-------- Pasaje
La lectura evangélica del día – viernes de la cuarta semana del tiempo ordinario – nos habla de un martirio precedente, el de San Juan Bautista (cf Mc 6,14-29). San Juan es el Precursor de Jesús, a quien señala como el Cordero de Dios que quita el pecado del mundo. El Bautista no llama la atención sobre sí mismo, sino sobre Jesús. Él va delante, como un heraldo, también en la muerte martirial.
¿Por qué es martirizado, decapitado, el Bautista? Por un conflicto de intereses. San Juan decía en voz alta una verdad que resultaba incómoda: “El motivo era que Herodes se había casado con Herodías, mujer de su hermano Felipe, y Juan le decía que no le era lícito tener la mujer de su hermano”. Posiblemente Juan, que gozaba del respeto y hasta de la simpatía del rey Herodes, hubiese hecho carrera en la corte si hubiese sido, humanamente hablando, un poquito más “prudente”.
----------------
**Problemas:**
1. Responde estas preguntas a partir del pasaje:
(a) ¿A qué día y semana del tiempo ordinario corresponde la lectura evangélica?
(b) ¿Con quién se había casado Herodes?
(c) ¿De qué gozaba Juan por parte del rey Herodes?
2. Prosigue el pasaje sobre el martirio de San Juan Bautista a partir de su última oración.
-------- Lista de datos
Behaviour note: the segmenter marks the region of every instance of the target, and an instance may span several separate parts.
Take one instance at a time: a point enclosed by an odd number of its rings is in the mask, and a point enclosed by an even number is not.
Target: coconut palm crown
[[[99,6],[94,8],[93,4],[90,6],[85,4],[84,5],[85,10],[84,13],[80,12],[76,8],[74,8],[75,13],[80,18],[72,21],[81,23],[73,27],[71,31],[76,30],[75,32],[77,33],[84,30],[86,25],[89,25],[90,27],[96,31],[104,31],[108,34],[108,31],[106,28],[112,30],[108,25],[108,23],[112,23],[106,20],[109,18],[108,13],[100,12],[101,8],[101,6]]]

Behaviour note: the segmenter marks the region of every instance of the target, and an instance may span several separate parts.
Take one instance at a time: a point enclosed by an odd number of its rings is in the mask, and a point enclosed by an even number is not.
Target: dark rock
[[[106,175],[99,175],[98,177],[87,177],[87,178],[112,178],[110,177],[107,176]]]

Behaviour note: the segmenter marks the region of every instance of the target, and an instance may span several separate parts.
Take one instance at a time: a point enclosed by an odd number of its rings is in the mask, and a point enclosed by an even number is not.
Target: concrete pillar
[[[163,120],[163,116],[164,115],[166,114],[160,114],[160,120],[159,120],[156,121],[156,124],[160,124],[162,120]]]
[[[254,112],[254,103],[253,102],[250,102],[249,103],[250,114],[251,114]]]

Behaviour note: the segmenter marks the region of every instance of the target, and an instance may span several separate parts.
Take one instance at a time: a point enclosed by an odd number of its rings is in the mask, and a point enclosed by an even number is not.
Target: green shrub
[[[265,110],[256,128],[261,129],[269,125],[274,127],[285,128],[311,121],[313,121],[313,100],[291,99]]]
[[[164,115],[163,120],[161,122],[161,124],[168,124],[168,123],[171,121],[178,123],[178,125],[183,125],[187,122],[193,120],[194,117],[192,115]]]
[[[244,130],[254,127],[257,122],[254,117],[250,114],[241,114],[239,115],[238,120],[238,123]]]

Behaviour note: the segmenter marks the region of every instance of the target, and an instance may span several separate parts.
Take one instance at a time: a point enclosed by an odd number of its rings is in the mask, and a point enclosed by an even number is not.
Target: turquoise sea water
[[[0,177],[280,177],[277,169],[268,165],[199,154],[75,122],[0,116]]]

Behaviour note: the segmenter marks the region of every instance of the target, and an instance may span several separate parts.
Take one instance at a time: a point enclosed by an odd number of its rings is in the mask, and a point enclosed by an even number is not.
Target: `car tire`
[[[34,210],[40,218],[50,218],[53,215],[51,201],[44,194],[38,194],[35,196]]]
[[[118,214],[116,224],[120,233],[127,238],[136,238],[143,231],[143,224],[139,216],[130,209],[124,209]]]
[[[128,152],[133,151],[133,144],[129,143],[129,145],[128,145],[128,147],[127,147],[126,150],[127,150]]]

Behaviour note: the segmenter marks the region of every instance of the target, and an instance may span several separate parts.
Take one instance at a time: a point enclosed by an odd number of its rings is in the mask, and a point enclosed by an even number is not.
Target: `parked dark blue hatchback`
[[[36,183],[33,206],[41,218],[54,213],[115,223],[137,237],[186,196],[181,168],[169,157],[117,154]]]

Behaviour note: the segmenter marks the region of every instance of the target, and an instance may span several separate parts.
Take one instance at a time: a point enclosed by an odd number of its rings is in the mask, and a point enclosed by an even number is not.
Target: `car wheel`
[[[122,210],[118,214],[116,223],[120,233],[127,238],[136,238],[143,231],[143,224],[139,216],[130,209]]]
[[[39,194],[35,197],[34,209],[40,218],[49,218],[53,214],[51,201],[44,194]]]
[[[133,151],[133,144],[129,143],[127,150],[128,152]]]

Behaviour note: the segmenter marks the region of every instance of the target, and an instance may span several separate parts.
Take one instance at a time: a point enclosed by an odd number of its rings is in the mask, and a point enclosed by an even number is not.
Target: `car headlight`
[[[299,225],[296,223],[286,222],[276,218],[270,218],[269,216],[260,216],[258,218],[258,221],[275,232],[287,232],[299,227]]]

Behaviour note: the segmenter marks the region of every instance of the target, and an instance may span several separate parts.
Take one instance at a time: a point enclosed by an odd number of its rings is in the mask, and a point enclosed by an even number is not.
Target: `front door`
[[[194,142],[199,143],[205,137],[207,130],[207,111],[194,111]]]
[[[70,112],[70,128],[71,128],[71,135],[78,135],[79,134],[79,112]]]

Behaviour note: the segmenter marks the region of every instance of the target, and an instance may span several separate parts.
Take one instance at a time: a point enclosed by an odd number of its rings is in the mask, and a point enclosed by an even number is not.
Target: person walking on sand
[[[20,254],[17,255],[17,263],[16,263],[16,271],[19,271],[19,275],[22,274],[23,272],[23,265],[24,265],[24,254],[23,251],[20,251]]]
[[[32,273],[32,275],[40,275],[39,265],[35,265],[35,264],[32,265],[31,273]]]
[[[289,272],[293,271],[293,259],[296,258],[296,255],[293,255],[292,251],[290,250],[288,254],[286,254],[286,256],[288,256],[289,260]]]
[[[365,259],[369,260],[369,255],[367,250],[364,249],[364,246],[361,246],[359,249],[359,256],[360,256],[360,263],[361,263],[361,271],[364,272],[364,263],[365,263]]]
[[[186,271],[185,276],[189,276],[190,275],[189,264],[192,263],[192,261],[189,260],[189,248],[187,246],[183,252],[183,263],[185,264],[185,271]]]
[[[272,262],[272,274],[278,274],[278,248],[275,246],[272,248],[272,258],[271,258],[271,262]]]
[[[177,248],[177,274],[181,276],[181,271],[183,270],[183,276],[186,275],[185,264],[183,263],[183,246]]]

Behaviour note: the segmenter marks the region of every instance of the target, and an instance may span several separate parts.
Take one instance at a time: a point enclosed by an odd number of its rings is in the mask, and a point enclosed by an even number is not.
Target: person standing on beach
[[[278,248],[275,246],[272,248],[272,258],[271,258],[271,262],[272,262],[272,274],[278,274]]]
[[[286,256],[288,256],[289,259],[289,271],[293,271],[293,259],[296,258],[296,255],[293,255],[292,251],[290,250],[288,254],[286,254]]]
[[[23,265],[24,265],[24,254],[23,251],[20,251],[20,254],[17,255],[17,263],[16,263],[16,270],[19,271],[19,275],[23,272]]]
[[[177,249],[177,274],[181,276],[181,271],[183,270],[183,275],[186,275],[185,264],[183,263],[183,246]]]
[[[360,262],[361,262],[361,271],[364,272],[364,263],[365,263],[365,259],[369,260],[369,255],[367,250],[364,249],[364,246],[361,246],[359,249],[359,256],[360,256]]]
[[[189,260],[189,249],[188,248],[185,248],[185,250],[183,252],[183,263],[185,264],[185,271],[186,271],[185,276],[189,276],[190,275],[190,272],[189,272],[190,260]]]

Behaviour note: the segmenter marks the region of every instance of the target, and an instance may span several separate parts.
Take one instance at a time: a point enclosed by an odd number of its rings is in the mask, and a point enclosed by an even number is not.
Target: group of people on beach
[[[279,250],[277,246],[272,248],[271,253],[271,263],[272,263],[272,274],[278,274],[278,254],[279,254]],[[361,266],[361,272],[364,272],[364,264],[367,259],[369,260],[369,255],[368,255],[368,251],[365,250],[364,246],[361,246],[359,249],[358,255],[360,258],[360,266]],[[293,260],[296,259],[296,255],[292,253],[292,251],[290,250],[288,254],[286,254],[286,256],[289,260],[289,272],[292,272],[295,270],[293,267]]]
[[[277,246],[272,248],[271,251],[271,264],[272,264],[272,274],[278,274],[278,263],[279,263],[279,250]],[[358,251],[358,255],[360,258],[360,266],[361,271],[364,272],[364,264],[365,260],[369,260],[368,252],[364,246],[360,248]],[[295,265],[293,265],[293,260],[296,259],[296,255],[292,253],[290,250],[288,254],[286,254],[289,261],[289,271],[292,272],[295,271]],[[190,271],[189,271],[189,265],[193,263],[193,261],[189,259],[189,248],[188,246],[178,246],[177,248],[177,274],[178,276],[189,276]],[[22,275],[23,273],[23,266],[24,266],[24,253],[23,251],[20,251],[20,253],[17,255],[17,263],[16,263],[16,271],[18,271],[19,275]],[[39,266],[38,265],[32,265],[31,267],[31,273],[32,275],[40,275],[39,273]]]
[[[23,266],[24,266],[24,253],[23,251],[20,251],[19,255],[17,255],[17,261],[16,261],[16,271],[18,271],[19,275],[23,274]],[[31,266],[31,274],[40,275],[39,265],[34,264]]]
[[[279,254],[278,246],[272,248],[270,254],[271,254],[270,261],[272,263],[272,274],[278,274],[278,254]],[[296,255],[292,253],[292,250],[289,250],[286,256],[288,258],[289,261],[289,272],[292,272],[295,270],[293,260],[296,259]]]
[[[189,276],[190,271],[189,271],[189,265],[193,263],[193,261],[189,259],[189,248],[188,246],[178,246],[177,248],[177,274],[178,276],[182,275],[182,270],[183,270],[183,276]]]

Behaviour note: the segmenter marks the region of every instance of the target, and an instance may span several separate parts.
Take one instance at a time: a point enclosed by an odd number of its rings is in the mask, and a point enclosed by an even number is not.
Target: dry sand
----------------
-------- Lista de datos
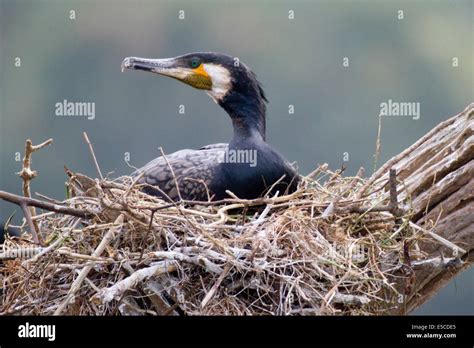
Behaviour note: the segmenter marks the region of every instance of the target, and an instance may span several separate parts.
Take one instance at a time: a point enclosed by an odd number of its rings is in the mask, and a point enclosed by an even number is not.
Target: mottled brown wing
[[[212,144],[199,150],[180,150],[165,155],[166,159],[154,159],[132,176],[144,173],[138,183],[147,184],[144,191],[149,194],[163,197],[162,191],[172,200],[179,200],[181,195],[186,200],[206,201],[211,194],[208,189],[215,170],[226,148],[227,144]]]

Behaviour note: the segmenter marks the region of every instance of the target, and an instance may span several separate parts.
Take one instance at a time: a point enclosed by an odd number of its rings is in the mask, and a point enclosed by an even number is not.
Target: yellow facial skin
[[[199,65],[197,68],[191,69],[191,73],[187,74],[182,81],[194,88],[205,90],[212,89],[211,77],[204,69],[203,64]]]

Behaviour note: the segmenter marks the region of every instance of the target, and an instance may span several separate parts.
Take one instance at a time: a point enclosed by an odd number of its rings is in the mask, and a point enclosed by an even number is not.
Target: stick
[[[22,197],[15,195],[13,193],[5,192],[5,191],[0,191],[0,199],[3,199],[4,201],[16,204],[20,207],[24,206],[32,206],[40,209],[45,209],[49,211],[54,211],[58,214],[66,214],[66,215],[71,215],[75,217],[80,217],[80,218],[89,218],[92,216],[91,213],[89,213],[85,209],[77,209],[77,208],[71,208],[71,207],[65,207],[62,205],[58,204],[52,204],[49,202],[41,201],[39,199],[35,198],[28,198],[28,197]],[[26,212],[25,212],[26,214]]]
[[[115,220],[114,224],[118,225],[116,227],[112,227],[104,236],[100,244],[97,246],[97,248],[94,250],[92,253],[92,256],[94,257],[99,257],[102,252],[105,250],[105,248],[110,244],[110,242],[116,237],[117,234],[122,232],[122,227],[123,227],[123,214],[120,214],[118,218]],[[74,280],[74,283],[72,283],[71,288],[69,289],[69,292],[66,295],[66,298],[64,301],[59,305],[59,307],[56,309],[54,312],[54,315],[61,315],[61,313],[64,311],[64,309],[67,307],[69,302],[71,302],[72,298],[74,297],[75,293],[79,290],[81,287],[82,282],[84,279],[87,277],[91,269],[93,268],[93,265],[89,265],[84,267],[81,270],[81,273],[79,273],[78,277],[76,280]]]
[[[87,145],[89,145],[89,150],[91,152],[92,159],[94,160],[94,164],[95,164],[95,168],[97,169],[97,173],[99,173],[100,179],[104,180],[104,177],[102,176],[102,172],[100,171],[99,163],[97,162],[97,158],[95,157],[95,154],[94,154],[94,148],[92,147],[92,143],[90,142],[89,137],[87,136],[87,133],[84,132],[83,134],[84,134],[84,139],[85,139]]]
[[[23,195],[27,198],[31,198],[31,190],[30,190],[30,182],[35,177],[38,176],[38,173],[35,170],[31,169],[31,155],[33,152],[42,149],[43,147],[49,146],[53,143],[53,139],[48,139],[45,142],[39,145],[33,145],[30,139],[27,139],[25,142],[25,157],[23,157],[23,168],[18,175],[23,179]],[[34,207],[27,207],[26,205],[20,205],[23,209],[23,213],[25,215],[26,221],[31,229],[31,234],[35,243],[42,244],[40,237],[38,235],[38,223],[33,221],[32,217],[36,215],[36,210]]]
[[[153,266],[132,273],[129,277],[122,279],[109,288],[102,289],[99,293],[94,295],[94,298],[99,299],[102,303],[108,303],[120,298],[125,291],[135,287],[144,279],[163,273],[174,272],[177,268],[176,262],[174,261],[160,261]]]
----------------
**Resultados por tarea:**
1.
(a) Al viernes de la cuarta semana del tiempo ordinario.
(b) Con Herodías, mujer de su hermano Felipe.
(c) Del respeto y hasta de la simpatía del rey Herodes.

2.
Herodes, por su parte, se ve coaccionado por la situación. No odiaba a Juan, sino todo lo contrario, pero era el rey y había dado en público su palabra: “Pídeme lo que quieras, que te lo doy”, le dice a la hija de Herodías. La muchacha había danzado en la fiesta de cumpleaños del monarca, gustando a todos. La joven no decide por sí misma el premio sino que consulta a su madre: “La cabeza de Juan el Bautista”. Y el rey, “por el juramento y los convidados”, cede y le entrega en una bandeja el trofeo solicitado.
También la muerte de Jesús es martirial; lo es por antonomasia. También la Cruz se debe a un conflicto de intereses, a las componendas de un mundo que no quiere hacer espacio a Dios. ¿Cuál era la culpa de Jesús? En realidad, ninguna: Anunciar la cercanía de Dios, la irrupción de su Reino, la solicitud de su amor. Contra Él, el Justo, se confabulan todos los poderes, acusándolo falsamente de blasfemo y de sedicioso. No convenía Jesús, resultaba demasiado molesto e insoportable, a pesar de haber transcurrido su vida terrena haciendo el bien.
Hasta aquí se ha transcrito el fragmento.